Pasaje de origen:
Uno de los temas de mayor preocupación en el desarrollo de nuestros hijos es el de su rendimiento escolar. Ello es justificable por los temores que nos genera su porvenir o futuro profesional y económico. Actualmente el tema parece haber ido más allá del ámbito individual y se utilizan términos como el de «fracaso escolar» para hacer colectivo un problema que, en los últimos años, se ha agravado y que incorpora elementos externos al propio escolar, como pueden ser la idoneidad de los actuales modelos educativos.

Orden de trabajo: Copia de nuevo el pasaje sobre el rendimiento escolar empezando en "Uno de los temas" y terminando en "actuales modelos educativos.", y cambia "rendimiento" por "desempeño".

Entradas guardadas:
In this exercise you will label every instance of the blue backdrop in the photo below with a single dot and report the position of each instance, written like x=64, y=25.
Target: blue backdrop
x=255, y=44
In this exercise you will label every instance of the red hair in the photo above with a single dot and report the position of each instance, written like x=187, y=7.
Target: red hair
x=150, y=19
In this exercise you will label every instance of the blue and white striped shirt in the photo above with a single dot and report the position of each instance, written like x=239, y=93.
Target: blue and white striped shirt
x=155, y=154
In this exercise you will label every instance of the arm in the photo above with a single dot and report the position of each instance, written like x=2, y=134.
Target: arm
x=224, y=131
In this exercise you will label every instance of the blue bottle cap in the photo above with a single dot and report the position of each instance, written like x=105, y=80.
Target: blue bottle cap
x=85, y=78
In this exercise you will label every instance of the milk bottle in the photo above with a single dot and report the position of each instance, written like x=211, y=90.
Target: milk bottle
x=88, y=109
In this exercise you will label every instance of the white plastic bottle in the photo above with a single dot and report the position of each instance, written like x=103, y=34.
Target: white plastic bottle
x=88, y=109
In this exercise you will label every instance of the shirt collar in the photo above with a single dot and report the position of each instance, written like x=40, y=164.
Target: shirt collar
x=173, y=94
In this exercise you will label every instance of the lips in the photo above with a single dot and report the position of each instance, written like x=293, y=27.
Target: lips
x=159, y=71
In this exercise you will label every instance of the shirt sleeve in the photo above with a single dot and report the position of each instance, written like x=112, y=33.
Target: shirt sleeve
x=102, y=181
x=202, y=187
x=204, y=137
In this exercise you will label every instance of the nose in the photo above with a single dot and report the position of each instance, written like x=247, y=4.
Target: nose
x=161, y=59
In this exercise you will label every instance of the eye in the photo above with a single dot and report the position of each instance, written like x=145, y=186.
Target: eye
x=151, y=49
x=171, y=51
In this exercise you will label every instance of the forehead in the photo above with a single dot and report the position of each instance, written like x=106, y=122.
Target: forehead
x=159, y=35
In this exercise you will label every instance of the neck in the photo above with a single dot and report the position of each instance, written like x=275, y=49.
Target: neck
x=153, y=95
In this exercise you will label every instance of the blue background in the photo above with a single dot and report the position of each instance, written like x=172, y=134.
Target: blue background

Resultado de la tarea:
Uno de los temas de mayor preocupación en el desarrollo de nuestros hijos es el de su desempeño escolar. Ello es justificable por los temores que nos genera su porvenir o futuro profesional y económico. Actualmente el tema parece haber ido más allá del ámbito individual y se utilizan términos como el de «fracaso escolar» para hacer colectivo un problema que, en los últimos años, se ha agravado y que incorpora elementos externos al propio escolar, como pueden ser la idoneidad de los actuales modelos educativos.